_Document text_.
Segment Open

Consider the problem of problem ambiguity and the solution that analytics brings to the Lean Startup – “letting thousands decide what millions do”. Time to unpack that.
The problem of problem ambiguity refers to the creation of a business models or products which are intended to solve fuzzy, low-defined, problems. Yes! It really does happen!
One of the mentalities within the Y-Combinator hive mind is to simply produce a product and get it out there. Iterate. Dominate. Be capital efficient. Be lean. Ponies. Stickers. Double Rainbows.
And so, there are any number of firms out there that are generating solutions to problems that they don’t fully understand and loads of potential customers that are aware of ambiguous problems.
The behavior is explained by The Garbage Can theory that I’ve referenced before. An organization is an organized anarchy – a Garbage Can into which a stream of problems, solutions, energy and participants flow in. Solutions look for problems. Problems look for solutions. Everything’s made up and the points don’t matter anyway.
Perhaps the market itself is an organized anarchy too, and that just like March and Olsen back in the seventies, a Fortran program just might capture the complexity nicely and offer predictive value. Certainly, a glance at the #HBR Behavioral Economics craze would suggest that everything ancient is new again and that it can be done.
It might seem amazing that people produce things intended to solve a problem that doesn’t really exist. They do. It brings me around to this notion of The Lean Startup.
In the Lean Startup, the problem is iterated upon in addition to the design and code base. The Agile Methodology assumes the problem is defined. The Lean Methodology questions everything. It’s a point that is explained very well by Croll and Power.
I really like what Alistair Croll (@acroll) and Sean Power (@seanpower) have been doing. They communicate in a way that I get (209 slides with low word density), and there’s evidence of really strong thinking and genuine insight. They acknowledge complexity and deconstruct it. It’s great stuff.
“Letting Thousands Decide What Millions Do”
That quote originates from Claude C. Hopkins, who wrote that “before testing and sample statistics, advertising disasters were really quite common” (or something to that effect). Those words still cause me to smile, 80 years later. How I wish it was true.
This is where the analyst can go from being the reporter on progress towards goals, to becoming the strategic collaborator on problem definition. The rise of sophisticated analytical software enables analysts to understand the efficacy of marketing, perception, competitive sets, and usability. In effect, without analytics, the Lean Methodology and approach to problem solving collapses. The feedback loop is broken without the strategic collaborator.
Letting thousands decide ensures that an experience can be iterated upon quickly, as the user base isn’t large enough to generate institutional lock-in. There’s less risk and a better chance of actually learning enough about the problem to actually solve it, or one of its sub-variants, successfully.
In sum, the problem of problem ambiguity can be solved through analytics, in conjunction with a Lean Methodology.

Segment Closed

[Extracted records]
Segment Open

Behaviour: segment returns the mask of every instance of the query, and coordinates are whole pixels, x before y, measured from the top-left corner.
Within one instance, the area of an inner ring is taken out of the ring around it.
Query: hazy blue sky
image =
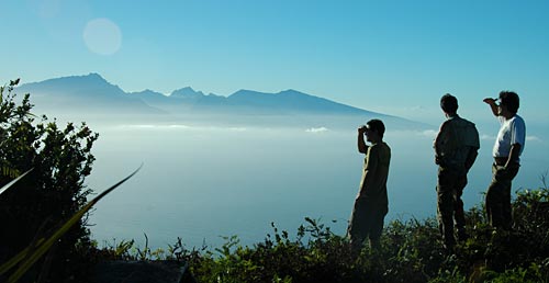
[[[549,1],[1,0],[0,79],[98,72],[125,91],[296,89],[417,120],[548,121]],[[434,123],[437,124],[437,123]]]

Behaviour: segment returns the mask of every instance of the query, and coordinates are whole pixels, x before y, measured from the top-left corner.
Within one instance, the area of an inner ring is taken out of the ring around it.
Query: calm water
[[[103,244],[146,234],[153,247],[177,237],[188,247],[219,247],[221,236],[245,245],[261,241],[270,223],[290,235],[305,216],[344,234],[358,190],[363,156],[355,131],[329,128],[111,125],[94,127],[100,140],[88,185],[101,192],[144,162],[143,169],[103,199],[90,223]],[[482,133],[479,159],[470,172],[466,206],[480,204],[491,179],[494,133]],[[436,213],[434,131],[389,132],[392,148],[389,219],[425,218]],[[527,142],[515,181],[538,188],[549,169],[548,145]],[[335,220],[335,223],[333,222]]]

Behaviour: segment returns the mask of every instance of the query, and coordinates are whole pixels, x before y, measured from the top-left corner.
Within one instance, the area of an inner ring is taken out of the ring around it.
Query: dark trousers
[[[437,218],[444,244],[447,248],[456,245],[453,227],[458,230],[458,237],[466,237],[466,215],[461,195],[467,185],[466,172],[459,172],[447,168],[438,168],[437,183]]]
[[[378,246],[383,230],[383,219],[389,212],[386,204],[357,197],[350,216],[348,236],[354,250],[360,250],[368,237],[370,247]]]
[[[490,225],[494,228],[511,229],[511,182],[518,173],[520,166],[512,163],[505,169],[503,166],[492,165],[492,183],[486,192],[486,214]]]

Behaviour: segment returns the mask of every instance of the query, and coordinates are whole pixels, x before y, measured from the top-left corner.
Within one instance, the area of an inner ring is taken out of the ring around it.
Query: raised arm
[[[486,98],[483,100],[483,102],[489,104],[494,116],[497,116],[498,113],[497,113],[497,105],[495,104],[495,99]]]
[[[366,132],[365,126],[358,128],[357,145],[358,145],[358,151],[366,155],[366,152],[368,152],[368,146],[365,143],[365,132]]]

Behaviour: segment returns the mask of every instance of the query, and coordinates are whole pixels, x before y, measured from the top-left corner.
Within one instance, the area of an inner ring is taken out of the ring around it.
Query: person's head
[[[372,118],[366,123],[366,137],[368,142],[380,142],[385,134],[385,125],[378,118]]]
[[[500,92],[500,105],[505,106],[512,114],[516,114],[519,106],[518,94],[507,90]]]
[[[458,111],[458,99],[450,93],[446,93],[440,98],[440,107],[446,114],[456,114]]]

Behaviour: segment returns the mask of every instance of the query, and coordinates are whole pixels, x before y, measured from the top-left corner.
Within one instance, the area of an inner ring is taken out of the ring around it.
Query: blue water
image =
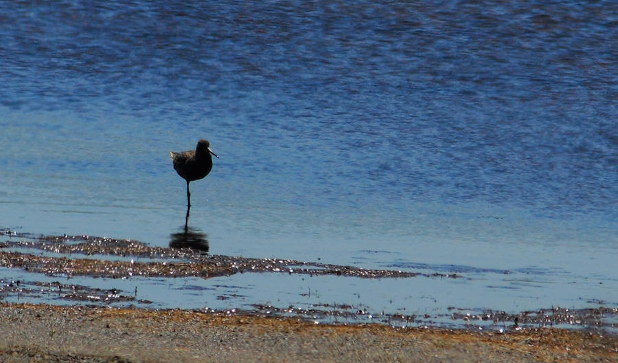
[[[618,305],[618,4],[575,3],[0,2],[0,227],[166,246],[207,138],[211,253]]]

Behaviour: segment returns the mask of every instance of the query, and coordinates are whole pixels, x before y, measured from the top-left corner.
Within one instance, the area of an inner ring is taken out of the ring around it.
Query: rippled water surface
[[[618,305],[599,287],[618,257],[617,14],[0,2],[0,227],[168,245],[186,212],[168,153],[203,138],[220,158],[189,224],[211,253],[542,270],[564,292],[542,304]],[[512,306],[494,285],[466,303]]]

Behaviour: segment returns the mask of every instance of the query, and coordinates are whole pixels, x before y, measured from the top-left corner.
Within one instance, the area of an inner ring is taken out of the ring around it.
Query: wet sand
[[[183,310],[0,305],[3,362],[618,362],[618,339],[499,333]]]
[[[0,234],[8,238],[0,242],[0,266],[52,277],[209,278],[245,272],[343,278],[433,277],[277,258],[212,256],[188,248],[154,248],[87,236],[34,236],[6,230]],[[44,254],[31,253],[34,251]],[[87,256],[99,258],[84,258]],[[116,259],[107,259],[112,256]],[[150,260],[134,262],[132,257],[136,256]],[[482,316],[455,309],[449,313],[453,321],[489,320],[504,329],[449,329],[431,324],[418,327],[417,321],[416,327],[393,328],[387,322],[405,322],[410,317],[385,316],[382,324],[317,324],[308,317],[331,314],[334,307],[323,307],[323,311],[299,311],[297,315],[270,306],[256,306],[250,311],[109,307],[90,302],[97,294],[113,296],[113,301],[102,300],[108,303],[139,302],[58,281],[34,282],[34,287],[25,285],[6,281],[0,293],[23,297],[52,291],[80,305],[0,302],[0,362],[618,362],[618,336],[604,330],[614,326],[599,318],[615,316],[615,309],[552,308],[516,314],[488,311]],[[586,327],[569,331],[543,327],[564,323]]]

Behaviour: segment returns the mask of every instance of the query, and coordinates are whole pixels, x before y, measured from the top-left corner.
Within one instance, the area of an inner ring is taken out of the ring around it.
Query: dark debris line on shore
[[[244,272],[275,272],[298,274],[310,276],[341,276],[365,278],[409,278],[414,276],[457,278],[457,274],[420,274],[395,270],[365,270],[349,266],[301,262],[277,258],[247,258],[220,255],[208,255],[190,248],[174,249],[149,247],[141,242],[119,240],[89,236],[35,236],[30,234],[19,234],[0,229],[0,236],[8,240],[0,242],[0,266],[21,268],[28,272],[42,273],[48,276],[86,276],[122,278],[128,277],[187,277],[209,278],[231,276]],[[8,251],[11,250],[11,251]],[[44,252],[42,255],[30,253],[30,250]],[[21,250],[22,252],[16,252]],[[24,252],[26,250],[27,252]],[[60,256],[47,256],[44,254]],[[73,254],[84,258],[73,258]],[[98,258],[85,258],[98,256]],[[121,261],[108,261],[100,256],[113,256]],[[133,258],[150,259],[148,262],[135,262]],[[137,302],[149,305],[151,302],[137,299],[121,292],[103,290],[87,286],[51,283],[12,281],[0,287],[0,298],[3,295],[19,294],[40,294],[41,292],[61,294],[65,300],[90,301],[94,303]],[[524,327],[572,326],[584,329],[615,329],[618,320],[618,309],[600,307],[573,310],[559,307],[536,311],[507,314],[504,311],[483,311],[472,314],[468,310],[449,308],[446,314],[439,316],[428,315],[372,314],[358,307],[314,306],[310,309],[278,308],[258,305],[252,311],[230,311],[231,314],[258,315],[264,316],[288,316],[303,319],[316,317],[336,322],[380,322],[397,326],[422,326],[434,324],[434,319],[446,318],[455,325],[474,329],[477,325],[503,326],[510,330]],[[205,308],[205,312],[209,312]],[[219,314],[220,311],[211,312]],[[459,322],[459,323],[457,322]],[[479,322],[480,324],[474,322]],[[507,325],[508,324],[508,327]],[[501,329],[502,330],[502,329]]]
[[[34,237],[30,234],[19,234],[6,230],[0,230],[0,236],[1,235],[9,236],[9,241],[0,242],[0,266],[20,267],[48,276],[91,276],[113,278],[129,276],[196,276],[208,278],[244,272],[277,272],[365,278],[410,278],[418,276],[448,278],[462,277],[457,274],[421,274],[400,270],[365,270],[295,260],[208,255],[190,248],[149,247],[136,241],[89,236]],[[16,241],[12,241],[13,239]],[[64,256],[45,256],[5,251],[10,248],[34,249]],[[102,258],[68,257],[73,254],[136,257],[157,261],[136,262],[133,259],[108,261]]]

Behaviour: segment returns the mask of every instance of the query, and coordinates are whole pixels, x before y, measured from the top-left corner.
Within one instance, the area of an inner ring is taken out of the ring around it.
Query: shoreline
[[[618,362],[618,336],[315,324],[181,309],[0,303],[0,361]]]

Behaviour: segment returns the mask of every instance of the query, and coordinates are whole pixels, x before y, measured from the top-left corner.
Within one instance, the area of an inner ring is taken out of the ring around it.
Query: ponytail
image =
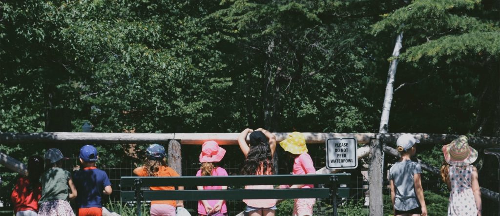
[[[212,176],[214,167],[214,163],[212,162],[203,162],[202,164],[202,167],[200,168],[202,170],[202,176]]]
[[[448,170],[450,169],[450,164],[448,164],[446,161],[444,161],[442,162],[442,165],[441,166],[441,169],[440,171],[441,173],[441,179],[442,181],[444,182],[444,183],[448,184],[448,181],[450,181],[450,175],[448,173]]]

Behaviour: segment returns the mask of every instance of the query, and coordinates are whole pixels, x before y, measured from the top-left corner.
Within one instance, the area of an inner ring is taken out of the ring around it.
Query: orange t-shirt
[[[137,174],[138,176],[148,176],[148,174],[144,170],[142,169],[139,173]],[[179,176],[179,174],[174,170],[172,168],[168,167],[160,167],[160,170],[158,171],[158,177],[164,177],[164,176]],[[170,191],[172,190],[176,190],[175,188],[173,186],[164,186],[164,187],[150,187],[150,189],[152,191]],[[176,207],[177,205],[176,204],[176,201],[174,200],[154,200],[151,201],[151,205],[154,204],[167,204],[172,206],[174,207]]]

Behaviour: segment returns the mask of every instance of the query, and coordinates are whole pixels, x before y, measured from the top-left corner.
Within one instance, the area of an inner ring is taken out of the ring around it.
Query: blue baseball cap
[[[166,155],[165,148],[158,144],[152,144],[146,150],[146,156],[150,160],[160,161],[162,160]]]
[[[86,145],[80,149],[80,158],[86,162],[97,161],[97,149],[90,145]]]

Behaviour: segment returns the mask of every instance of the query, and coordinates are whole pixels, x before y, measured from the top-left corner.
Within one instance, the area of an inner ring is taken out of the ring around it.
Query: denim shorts
[[[249,213],[250,212],[253,212],[254,211],[262,211],[262,210],[276,210],[278,209],[276,208],[276,205],[273,206],[271,208],[256,208],[252,207],[250,206],[246,206],[246,210],[245,210],[245,212]]]

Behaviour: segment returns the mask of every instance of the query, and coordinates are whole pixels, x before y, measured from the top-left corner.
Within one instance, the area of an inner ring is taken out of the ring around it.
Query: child
[[[76,198],[78,216],[102,216],[102,194],[112,191],[111,183],[104,171],[96,167],[98,159],[97,149],[90,145],[80,149],[80,170],[73,174],[73,180],[79,196]]]
[[[400,136],[396,141],[401,158],[389,171],[390,199],[394,216],[427,215],[420,182],[422,168],[420,164],[410,160],[416,152],[415,143],[420,142],[408,134]]]
[[[480,216],[478,169],[470,165],[478,159],[478,151],[468,146],[464,136],[443,146],[442,152],[446,164],[441,168],[441,176],[451,191],[448,215]]]
[[[76,189],[70,172],[61,169],[62,160],[68,158],[58,149],[47,150],[44,158],[46,171],[40,177],[42,198],[38,202],[38,215],[74,216],[68,201],[76,197]]]
[[[196,176],[227,176],[228,172],[224,168],[217,166],[220,161],[226,150],[219,147],[215,141],[205,142],[202,147],[200,154],[200,162],[202,167],[196,174]],[[226,190],[228,186],[198,186],[198,190]],[[198,201],[198,214],[200,216],[214,215],[226,216],[228,208],[224,200],[200,200]]]
[[[308,154],[306,146],[306,137],[302,133],[295,132],[286,139],[280,142],[280,145],[285,151],[286,157],[294,162],[292,174],[294,175],[316,174],[316,170],[312,159]],[[288,163],[288,164],[290,164]],[[312,185],[294,185],[290,188],[313,188]],[[311,216],[312,207],[316,203],[315,199],[296,199],[294,204],[294,216]]]
[[[138,176],[179,176],[179,174],[166,166],[165,161],[165,148],[158,144],[152,144],[146,150],[146,159],[144,165],[134,170],[134,174]],[[153,191],[175,190],[174,187],[151,187]],[[179,190],[184,190],[179,187]],[[175,216],[176,208],[184,207],[182,201],[156,200],[151,202],[151,216]]]
[[[10,199],[16,216],[36,216],[38,201],[42,197],[40,176],[44,172],[44,159],[37,156],[28,160],[28,176],[21,176],[12,191]]]
[[[252,133],[253,132],[253,133]],[[246,136],[250,134],[250,146],[246,144]],[[272,174],[272,155],[276,147],[276,137],[272,133],[262,128],[254,132],[246,129],[238,137],[240,148],[245,156],[245,161],[242,168],[244,175]],[[272,185],[252,185],[246,189],[272,189]],[[246,204],[246,212],[249,216],[274,216],[276,211],[276,200],[244,200]]]

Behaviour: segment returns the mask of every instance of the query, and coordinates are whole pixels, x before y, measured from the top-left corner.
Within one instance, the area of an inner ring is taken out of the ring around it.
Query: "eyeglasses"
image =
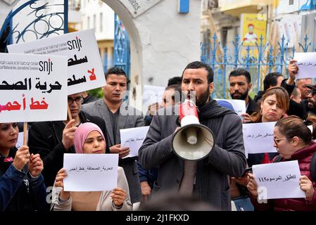
[[[83,102],[83,97],[82,96],[77,96],[76,98],[68,97],[68,101],[69,105],[72,104],[74,101],[75,101],[77,104],[81,104]]]
[[[281,140],[284,140],[284,139],[287,139],[287,138],[282,138],[282,139],[277,139],[273,138],[273,141],[274,141],[274,143],[277,146],[279,143],[279,142],[280,142]]]

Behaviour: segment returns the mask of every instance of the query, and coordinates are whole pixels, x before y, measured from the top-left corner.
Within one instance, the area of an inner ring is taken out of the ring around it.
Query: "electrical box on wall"
[[[189,13],[190,8],[190,0],[178,0],[178,13]]]

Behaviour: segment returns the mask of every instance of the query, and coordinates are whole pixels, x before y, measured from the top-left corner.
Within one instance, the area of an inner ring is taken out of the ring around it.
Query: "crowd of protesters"
[[[32,123],[27,146],[15,148],[17,123],[0,124],[0,210],[133,210],[136,203],[151,203],[163,198],[165,191],[196,197],[201,202],[198,210],[206,205],[206,210],[227,211],[232,205],[238,210],[316,210],[316,181],[310,166],[316,152],[312,141],[316,138],[316,85],[312,79],[296,79],[298,68],[294,60],[288,70],[287,79],[280,73],[268,74],[264,90],[254,99],[250,96],[249,72],[239,68],[230,72],[230,96],[246,104],[241,120],[229,103],[211,98],[214,74],[203,63],[192,62],[182,77],[170,79],[161,102],[151,104],[144,117],[123,101],[127,89],[125,72],[110,68],[106,73],[107,85],[102,88],[103,98],[85,92],[69,95],[72,119]],[[198,161],[180,158],[172,150],[172,138],[179,127],[177,112],[184,98],[192,98],[192,93],[200,122],[213,132],[215,139],[210,153]],[[168,108],[170,115],[163,113]],[[277,152],[246,158],[243,123],[269,122],[276,122],[273,134]],[[126,158],[129,148],[122,145],[120,129],[145,125],[150,127],[138,157]],[[312,129],[308,127],[310,125]],[[64,153],[118,154],[117,186],[110,191],[64,191]],[[291,160],[298,162],[299,186],[305,198],[259,203],[255,177],[246,168]]]

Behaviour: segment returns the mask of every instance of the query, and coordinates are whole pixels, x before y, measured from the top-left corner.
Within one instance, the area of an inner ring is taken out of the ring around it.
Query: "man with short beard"
[[[176,105],[172,108],[171,115],[153,116],[139,148],[139,159],[144,169],[158,167],[153,195],[158,191],[176,190],[196,195],[219,210],[231,210],[227,175],[241,176],[246,164],[242,124],[234,112],[220,106],[210,98],[213,76],[208,65],[195,61],[185,68],[182,82],[182,96],[196,97],[199,121],[215,134],[214,148],[210,153],[195,161],[184,160],[174,153],[172,137],[179,129],[176,122],[179,106]]]
[[[257,103],[248,96],[251,86],[249,72],[243,68],[239,68],[230,72],[229,93],[232,98],[245,101],[246,113],[241,115],[244,117],[243,122],[250,121],[250,115],[255,112],[258,107]]]
[[[137,165],[137,157],[125,158],[129,148],[121,146],[120,129],[143,127],[144,117],[127,101],[123,101],[127,89],[127,77],[121,68],[109,68],[106,73],[106,86],[102,87],[103,98],[82,106],[84,112],[102,118],[106,122],[110,153],[119,155],[118,165],[123,167],[127,179],[132,203],[141,200],[141,186]]]

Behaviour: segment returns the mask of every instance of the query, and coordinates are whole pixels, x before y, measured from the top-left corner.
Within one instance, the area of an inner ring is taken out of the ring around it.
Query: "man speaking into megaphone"
[[[246,164],[241,120],[211,98],[208,65],[192,62],[182,78],[182,103],[172,107],[172,115],[153,117],[139,162],[144,169],[159,168],[153,194],[174,190],[231,210],[227,175],[241,176]]]

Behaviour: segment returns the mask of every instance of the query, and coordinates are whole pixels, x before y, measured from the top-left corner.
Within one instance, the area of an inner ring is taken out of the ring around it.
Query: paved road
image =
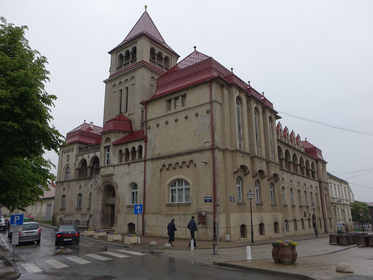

Segment Closed

Can you reproduce word for word the part of the Lean Startup text that begins at the words "Perhaps the market" and stops after "Croll and Power."?

_Response to this exercise_.
Perhaps the market itself is an organized anarchy too, and that just like March and Olsen back in the seventies, a Fortran program just might capture the complexity nicely and offer predictive value. Certainly, a glance at the #HBR Behavioral Economics craze would suggest that everything ancient is new again and that it can be done.
It might seem amazing that people produce things intended to solve a problem that doesn’t really exist. They do. It brings me around to this notion of The Lean Startup.
In the Lean Startup, the problem is iterated upon in addition to the design and code base. The Agile Methodology assumes the problem is defined. The Lean Methodology questions everything. It’s a point that is explained very well by Croll and Power.